== Instructions to follow ==
Set down exactly the stretch of lines below that opens at the line containing "Each instance receives one point. Mark the trash" and continues through the last line of the entries, and nothing else.

== Supplied material ==
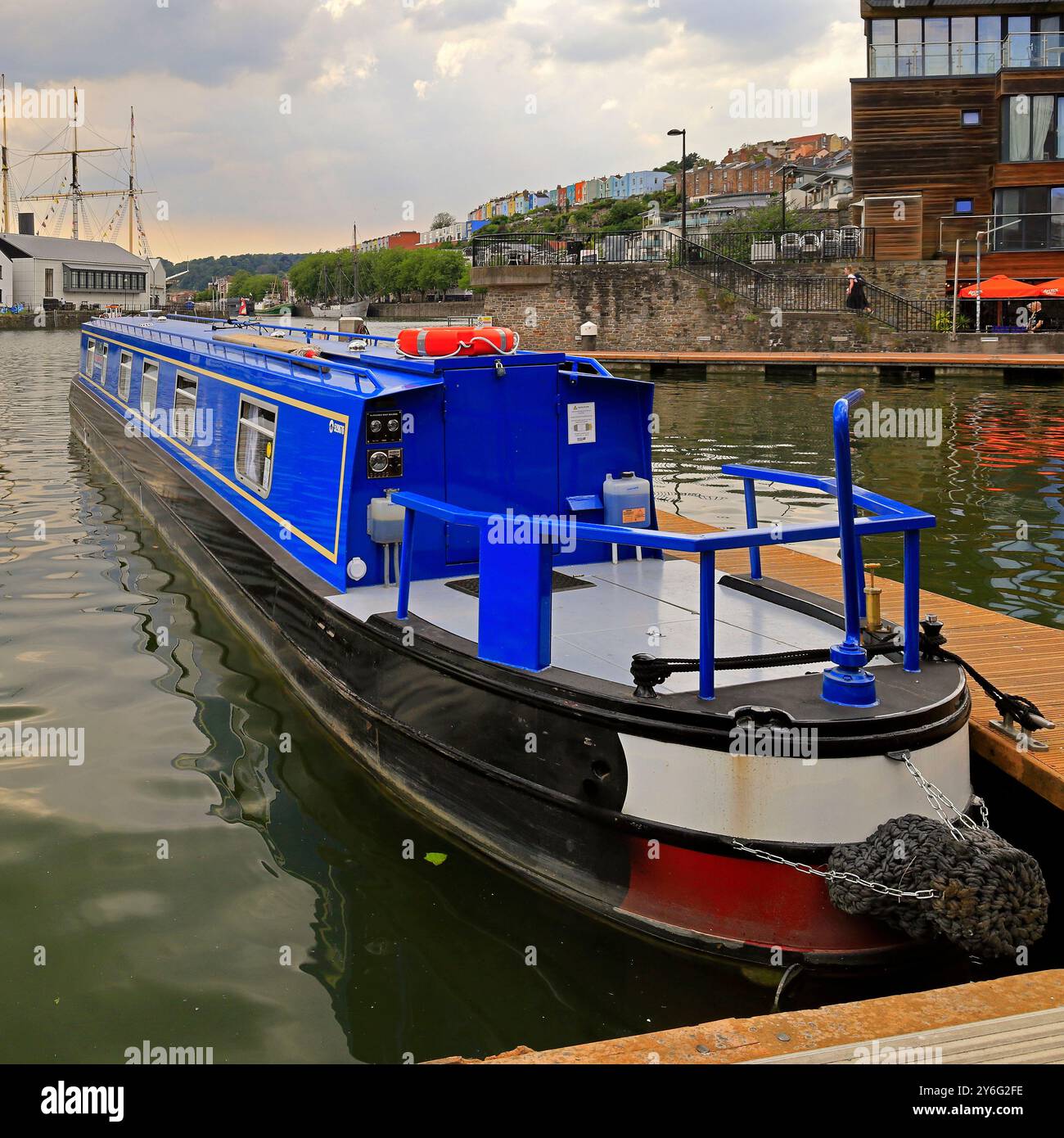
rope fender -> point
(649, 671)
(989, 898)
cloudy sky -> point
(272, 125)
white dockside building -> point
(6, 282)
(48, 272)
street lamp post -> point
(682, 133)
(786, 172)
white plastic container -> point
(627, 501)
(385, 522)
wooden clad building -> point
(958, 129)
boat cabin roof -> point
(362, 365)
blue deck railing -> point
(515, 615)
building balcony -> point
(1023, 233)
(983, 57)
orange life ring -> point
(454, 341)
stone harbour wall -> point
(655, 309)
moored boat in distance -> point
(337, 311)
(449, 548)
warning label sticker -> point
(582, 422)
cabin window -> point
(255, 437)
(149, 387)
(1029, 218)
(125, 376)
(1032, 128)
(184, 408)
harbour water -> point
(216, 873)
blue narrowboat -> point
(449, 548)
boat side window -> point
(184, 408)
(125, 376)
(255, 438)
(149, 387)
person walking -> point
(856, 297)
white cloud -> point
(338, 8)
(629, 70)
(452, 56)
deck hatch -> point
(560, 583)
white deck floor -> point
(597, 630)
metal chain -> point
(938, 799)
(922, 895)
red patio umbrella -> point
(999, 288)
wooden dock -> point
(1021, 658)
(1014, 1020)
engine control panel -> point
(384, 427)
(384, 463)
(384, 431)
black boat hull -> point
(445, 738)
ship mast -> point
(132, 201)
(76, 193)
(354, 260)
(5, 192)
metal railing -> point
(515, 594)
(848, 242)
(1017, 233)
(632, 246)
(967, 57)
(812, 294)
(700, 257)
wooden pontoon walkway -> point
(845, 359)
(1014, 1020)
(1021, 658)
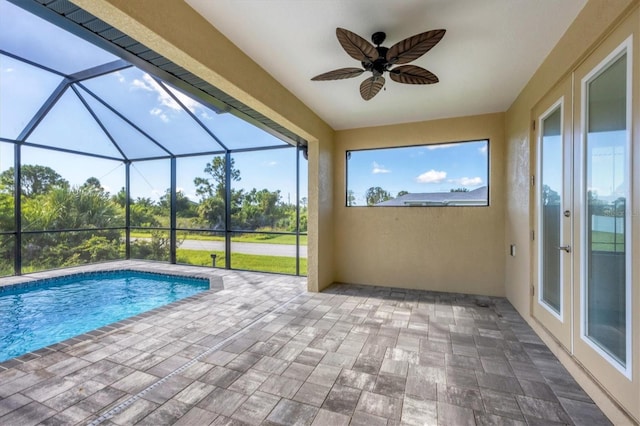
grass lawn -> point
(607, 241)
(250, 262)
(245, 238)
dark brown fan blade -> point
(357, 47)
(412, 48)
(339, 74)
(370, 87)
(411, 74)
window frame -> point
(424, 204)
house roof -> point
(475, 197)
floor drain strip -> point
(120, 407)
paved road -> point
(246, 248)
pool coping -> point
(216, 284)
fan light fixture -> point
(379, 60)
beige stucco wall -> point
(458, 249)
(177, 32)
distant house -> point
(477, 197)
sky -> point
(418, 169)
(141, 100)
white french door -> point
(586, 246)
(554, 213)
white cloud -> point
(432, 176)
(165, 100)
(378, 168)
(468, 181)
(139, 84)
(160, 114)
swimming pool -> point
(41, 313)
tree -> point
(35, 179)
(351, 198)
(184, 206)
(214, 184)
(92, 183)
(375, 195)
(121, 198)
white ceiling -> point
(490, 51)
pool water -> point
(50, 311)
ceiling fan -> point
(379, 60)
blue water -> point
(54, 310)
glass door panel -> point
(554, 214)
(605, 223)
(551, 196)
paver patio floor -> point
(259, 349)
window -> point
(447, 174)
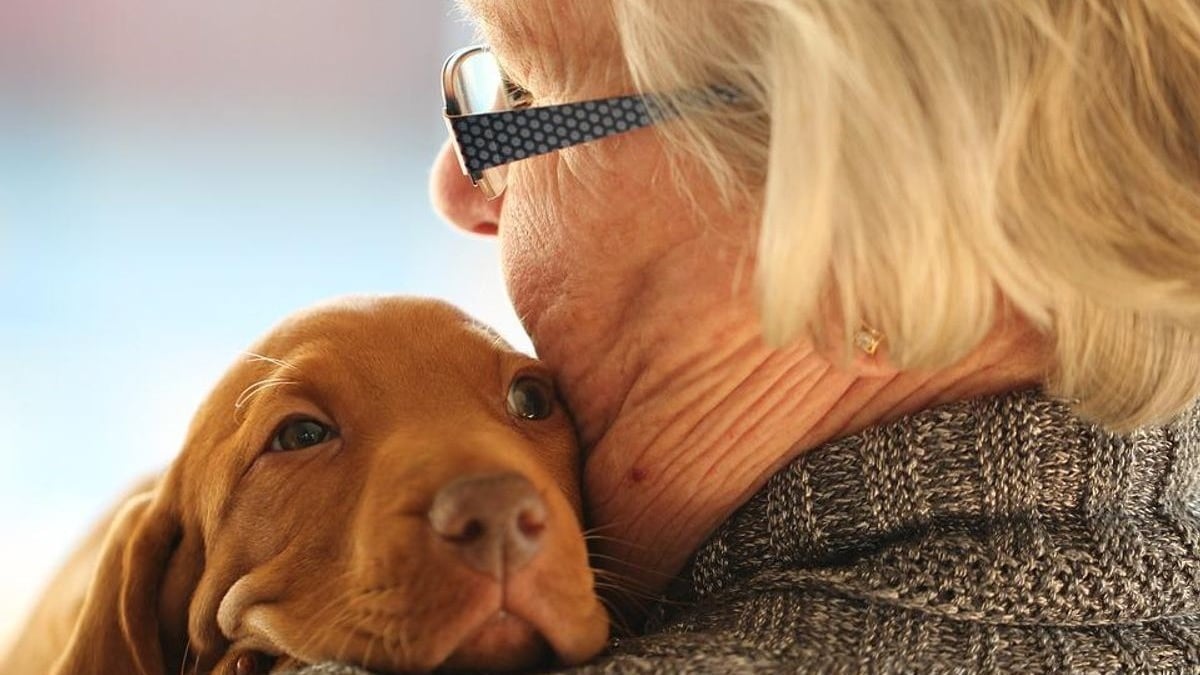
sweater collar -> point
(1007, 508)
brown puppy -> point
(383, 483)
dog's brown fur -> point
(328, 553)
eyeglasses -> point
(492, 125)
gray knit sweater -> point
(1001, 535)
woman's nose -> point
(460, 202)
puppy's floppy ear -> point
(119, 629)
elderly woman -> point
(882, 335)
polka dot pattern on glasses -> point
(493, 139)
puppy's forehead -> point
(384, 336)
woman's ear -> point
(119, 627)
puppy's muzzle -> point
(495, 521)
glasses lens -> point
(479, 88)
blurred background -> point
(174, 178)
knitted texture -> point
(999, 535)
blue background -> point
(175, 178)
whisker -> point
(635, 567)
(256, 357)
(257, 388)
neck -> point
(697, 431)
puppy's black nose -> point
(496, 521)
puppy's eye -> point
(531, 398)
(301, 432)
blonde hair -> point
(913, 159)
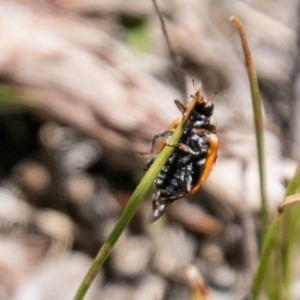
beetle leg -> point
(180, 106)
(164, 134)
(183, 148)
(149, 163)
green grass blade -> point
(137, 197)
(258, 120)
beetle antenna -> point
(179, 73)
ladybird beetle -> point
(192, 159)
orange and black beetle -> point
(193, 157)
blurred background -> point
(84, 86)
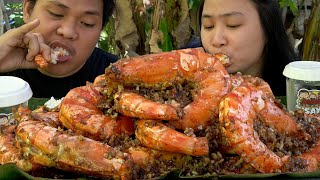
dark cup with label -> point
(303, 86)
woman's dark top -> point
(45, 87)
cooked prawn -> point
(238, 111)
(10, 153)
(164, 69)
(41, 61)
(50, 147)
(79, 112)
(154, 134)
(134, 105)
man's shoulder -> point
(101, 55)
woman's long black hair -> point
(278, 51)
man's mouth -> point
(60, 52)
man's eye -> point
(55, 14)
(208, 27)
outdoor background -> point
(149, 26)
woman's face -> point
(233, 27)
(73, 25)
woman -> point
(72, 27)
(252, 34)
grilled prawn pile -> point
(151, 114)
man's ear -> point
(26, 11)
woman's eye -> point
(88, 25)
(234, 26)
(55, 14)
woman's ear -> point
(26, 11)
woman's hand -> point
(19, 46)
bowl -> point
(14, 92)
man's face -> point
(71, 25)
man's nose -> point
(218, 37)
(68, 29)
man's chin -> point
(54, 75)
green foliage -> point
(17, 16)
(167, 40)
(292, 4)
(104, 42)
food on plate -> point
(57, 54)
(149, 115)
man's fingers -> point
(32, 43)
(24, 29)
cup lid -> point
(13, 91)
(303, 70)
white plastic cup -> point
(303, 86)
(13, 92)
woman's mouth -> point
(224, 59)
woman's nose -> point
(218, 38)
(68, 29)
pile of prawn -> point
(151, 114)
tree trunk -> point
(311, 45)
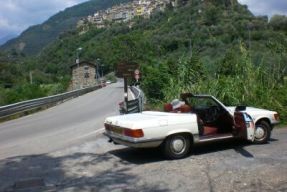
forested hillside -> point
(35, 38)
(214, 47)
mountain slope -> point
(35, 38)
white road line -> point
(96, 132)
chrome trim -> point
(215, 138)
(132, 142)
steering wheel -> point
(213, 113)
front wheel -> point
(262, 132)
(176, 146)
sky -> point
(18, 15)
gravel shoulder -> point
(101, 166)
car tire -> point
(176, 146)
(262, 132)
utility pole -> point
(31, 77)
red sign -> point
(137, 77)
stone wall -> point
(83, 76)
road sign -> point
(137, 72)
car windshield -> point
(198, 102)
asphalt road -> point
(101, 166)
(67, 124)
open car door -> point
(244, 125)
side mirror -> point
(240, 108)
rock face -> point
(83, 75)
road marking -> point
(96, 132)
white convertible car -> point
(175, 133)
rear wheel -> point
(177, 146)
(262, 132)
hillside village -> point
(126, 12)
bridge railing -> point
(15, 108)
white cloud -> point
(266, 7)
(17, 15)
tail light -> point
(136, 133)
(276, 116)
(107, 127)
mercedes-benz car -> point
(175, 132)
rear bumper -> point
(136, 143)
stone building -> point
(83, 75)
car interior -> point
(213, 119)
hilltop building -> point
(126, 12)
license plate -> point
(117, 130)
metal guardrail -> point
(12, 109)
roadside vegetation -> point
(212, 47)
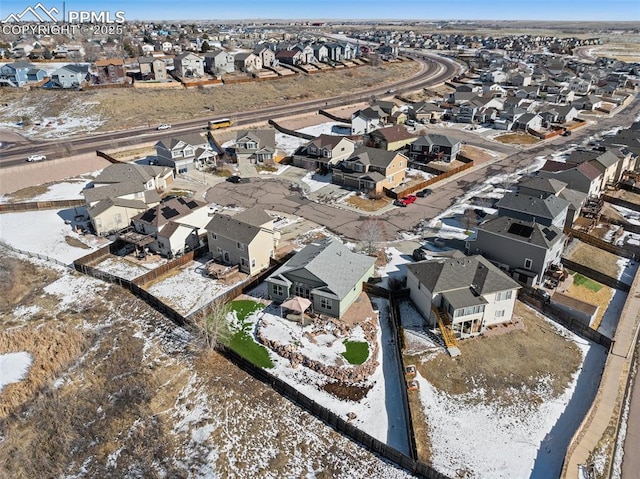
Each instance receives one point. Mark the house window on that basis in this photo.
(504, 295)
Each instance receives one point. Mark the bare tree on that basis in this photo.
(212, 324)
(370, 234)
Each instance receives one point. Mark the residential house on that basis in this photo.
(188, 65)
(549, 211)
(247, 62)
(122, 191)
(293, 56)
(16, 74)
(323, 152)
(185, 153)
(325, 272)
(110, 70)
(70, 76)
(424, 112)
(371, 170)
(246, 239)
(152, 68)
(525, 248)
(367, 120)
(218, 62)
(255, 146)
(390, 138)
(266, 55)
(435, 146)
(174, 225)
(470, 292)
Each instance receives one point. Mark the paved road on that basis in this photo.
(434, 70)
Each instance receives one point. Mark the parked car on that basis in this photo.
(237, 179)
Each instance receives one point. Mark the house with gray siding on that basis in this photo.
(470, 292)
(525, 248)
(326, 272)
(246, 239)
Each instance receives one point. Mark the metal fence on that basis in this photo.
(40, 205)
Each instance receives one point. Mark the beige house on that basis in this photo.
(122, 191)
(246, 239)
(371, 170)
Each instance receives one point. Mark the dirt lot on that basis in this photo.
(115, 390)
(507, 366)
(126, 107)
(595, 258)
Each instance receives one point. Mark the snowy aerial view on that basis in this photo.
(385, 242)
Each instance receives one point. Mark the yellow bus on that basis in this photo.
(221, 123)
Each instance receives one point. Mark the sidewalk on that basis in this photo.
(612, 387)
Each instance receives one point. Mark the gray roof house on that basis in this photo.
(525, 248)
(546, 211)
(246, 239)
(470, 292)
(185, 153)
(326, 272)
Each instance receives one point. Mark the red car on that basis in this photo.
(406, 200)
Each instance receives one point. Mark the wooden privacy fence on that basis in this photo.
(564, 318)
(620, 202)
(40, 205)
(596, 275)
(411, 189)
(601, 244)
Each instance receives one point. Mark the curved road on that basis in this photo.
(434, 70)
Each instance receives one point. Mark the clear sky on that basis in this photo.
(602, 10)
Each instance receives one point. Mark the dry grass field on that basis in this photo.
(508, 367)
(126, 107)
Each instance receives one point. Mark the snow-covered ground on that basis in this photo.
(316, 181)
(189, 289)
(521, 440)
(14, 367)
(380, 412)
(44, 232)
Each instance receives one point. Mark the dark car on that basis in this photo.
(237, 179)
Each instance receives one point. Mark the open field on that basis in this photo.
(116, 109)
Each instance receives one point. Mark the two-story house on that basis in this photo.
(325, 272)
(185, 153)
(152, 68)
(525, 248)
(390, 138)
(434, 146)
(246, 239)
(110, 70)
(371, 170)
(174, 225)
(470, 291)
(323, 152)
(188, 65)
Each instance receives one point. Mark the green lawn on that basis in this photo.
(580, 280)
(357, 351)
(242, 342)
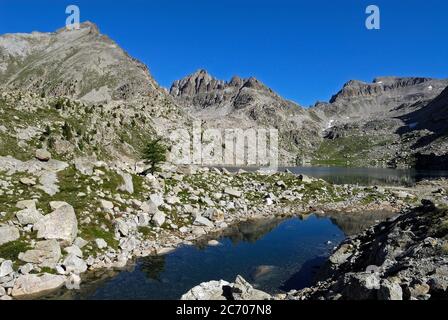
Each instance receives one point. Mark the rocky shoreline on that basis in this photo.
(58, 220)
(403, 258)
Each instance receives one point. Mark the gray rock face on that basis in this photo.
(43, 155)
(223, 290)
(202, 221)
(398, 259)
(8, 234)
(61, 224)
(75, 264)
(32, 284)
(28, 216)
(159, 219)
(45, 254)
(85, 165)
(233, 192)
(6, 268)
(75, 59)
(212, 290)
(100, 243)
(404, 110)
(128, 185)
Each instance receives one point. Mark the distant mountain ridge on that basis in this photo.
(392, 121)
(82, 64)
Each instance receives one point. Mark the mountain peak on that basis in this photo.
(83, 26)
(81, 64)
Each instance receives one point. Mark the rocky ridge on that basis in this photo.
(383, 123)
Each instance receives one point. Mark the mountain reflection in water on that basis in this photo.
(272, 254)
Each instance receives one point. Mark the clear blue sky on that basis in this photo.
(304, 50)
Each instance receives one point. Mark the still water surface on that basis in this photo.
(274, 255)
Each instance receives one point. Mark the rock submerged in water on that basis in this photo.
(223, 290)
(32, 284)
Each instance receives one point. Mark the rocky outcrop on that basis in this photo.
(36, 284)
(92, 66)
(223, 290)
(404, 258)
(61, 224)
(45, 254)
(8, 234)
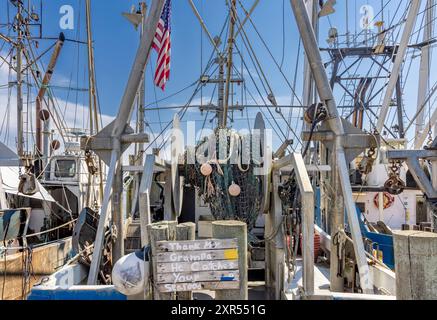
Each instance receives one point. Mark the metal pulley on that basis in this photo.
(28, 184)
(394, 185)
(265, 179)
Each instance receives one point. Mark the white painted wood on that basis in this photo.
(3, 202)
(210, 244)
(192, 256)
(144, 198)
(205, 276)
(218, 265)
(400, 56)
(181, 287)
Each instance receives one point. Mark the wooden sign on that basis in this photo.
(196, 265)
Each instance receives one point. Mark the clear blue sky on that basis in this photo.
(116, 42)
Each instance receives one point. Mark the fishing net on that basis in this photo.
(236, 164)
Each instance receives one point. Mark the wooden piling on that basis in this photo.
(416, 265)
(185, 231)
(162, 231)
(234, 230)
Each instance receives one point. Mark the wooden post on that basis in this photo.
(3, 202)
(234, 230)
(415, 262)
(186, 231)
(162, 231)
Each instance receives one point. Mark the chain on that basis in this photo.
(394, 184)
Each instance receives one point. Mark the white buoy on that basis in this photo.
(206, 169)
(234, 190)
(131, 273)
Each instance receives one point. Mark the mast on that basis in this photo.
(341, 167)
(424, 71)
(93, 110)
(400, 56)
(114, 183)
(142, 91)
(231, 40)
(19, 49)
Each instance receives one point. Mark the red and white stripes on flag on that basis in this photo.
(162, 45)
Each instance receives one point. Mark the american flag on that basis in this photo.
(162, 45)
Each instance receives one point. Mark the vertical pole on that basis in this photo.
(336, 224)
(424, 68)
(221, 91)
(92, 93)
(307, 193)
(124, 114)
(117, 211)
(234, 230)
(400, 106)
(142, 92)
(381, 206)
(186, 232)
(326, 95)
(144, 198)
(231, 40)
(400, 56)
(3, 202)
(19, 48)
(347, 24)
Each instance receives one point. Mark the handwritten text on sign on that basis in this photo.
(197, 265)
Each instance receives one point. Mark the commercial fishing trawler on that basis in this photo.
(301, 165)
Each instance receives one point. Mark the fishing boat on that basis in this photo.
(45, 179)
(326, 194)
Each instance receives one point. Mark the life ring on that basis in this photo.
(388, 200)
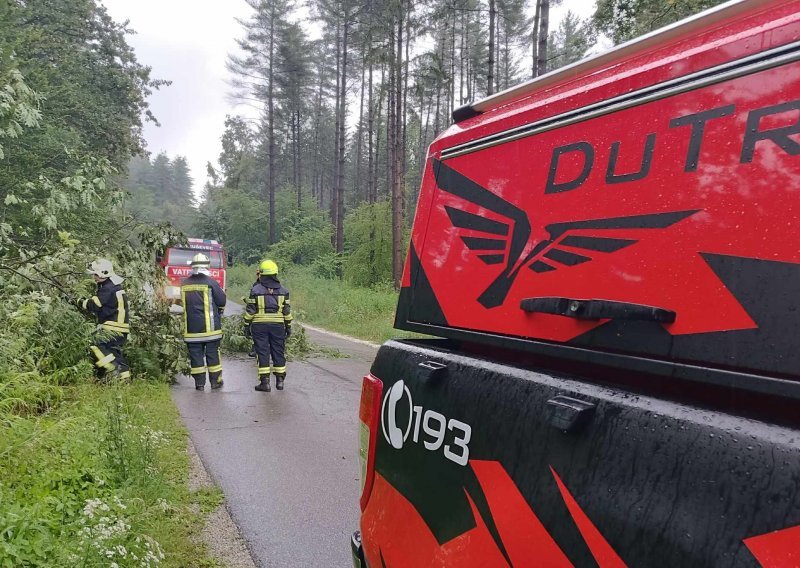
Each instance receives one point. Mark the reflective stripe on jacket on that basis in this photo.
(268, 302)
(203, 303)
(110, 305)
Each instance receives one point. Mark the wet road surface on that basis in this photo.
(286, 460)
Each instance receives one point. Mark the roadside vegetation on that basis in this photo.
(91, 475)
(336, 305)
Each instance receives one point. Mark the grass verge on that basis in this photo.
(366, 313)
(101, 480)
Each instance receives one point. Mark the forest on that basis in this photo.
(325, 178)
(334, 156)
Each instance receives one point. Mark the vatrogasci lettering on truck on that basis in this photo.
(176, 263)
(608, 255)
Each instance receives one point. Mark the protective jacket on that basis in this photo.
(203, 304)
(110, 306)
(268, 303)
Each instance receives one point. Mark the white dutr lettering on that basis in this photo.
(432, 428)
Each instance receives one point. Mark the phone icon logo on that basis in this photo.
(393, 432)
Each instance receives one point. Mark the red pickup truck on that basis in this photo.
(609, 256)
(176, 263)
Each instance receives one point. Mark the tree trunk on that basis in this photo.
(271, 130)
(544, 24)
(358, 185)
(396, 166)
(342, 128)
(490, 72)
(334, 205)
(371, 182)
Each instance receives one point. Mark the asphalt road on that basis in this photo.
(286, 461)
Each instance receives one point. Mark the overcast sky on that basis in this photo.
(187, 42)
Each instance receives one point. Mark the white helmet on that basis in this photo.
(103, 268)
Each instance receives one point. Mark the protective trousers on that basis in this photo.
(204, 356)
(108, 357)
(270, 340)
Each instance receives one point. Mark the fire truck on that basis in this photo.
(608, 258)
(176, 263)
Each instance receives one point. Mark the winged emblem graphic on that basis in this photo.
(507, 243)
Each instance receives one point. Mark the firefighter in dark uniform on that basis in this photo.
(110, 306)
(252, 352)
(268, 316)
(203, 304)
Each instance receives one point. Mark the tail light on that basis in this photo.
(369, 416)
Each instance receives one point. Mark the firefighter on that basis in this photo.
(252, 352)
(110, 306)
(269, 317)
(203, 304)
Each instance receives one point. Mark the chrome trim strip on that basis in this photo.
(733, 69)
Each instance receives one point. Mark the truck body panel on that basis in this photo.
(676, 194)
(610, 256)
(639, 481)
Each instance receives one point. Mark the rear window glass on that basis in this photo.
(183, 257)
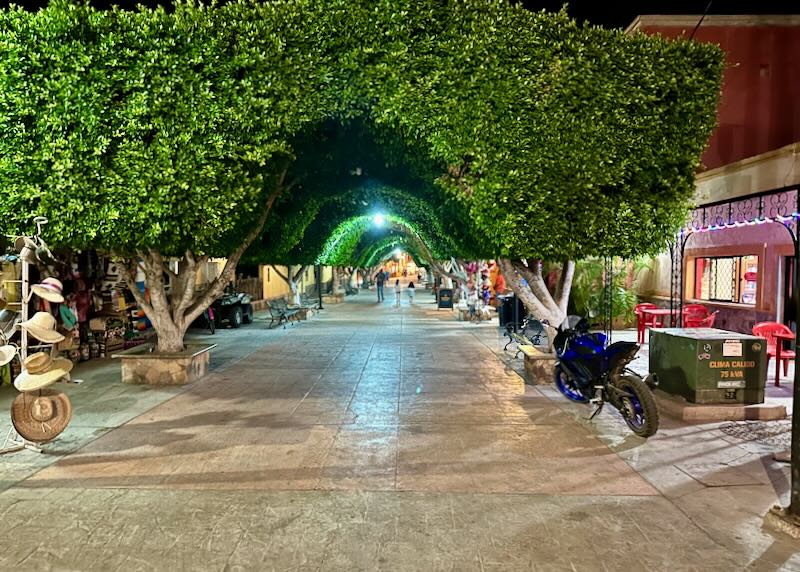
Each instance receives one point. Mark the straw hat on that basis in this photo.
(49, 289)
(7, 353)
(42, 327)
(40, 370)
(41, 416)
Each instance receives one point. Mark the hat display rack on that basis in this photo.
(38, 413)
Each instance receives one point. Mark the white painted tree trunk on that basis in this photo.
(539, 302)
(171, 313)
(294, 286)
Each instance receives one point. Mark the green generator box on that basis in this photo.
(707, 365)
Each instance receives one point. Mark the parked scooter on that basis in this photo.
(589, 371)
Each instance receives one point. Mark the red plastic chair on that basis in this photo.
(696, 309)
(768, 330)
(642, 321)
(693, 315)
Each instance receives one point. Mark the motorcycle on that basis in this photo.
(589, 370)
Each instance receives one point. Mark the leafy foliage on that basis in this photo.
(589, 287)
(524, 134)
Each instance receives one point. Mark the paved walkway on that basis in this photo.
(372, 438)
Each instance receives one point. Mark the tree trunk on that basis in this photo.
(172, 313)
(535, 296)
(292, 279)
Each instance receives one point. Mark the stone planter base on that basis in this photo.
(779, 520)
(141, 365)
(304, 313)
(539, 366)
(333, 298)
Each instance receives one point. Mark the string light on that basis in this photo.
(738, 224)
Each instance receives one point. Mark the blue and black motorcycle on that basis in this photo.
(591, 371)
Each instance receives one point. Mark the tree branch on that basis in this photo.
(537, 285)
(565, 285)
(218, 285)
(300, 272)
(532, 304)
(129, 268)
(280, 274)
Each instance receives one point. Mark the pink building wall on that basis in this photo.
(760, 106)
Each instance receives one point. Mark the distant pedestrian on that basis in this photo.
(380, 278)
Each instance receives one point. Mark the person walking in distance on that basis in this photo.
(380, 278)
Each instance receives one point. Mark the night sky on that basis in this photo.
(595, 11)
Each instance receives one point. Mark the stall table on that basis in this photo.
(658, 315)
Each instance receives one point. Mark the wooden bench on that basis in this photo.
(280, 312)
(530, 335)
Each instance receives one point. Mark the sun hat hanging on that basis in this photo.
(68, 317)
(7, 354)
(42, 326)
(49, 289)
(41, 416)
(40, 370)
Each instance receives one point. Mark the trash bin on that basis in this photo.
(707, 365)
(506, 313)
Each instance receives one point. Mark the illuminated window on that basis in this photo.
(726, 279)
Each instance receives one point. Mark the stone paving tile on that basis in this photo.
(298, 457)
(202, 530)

== Written solution ==
Each instance receives one point. Mark the trash bin on that basis in this photo.
(707, 365)
(506, 313)
Each instance receives one point. Mark the illuminated window on that basis in this photo.
(726, 279)
Each instance receives one point. Mark the stone paving tile on that basis in this photo.
(298, 457)
(202, 530)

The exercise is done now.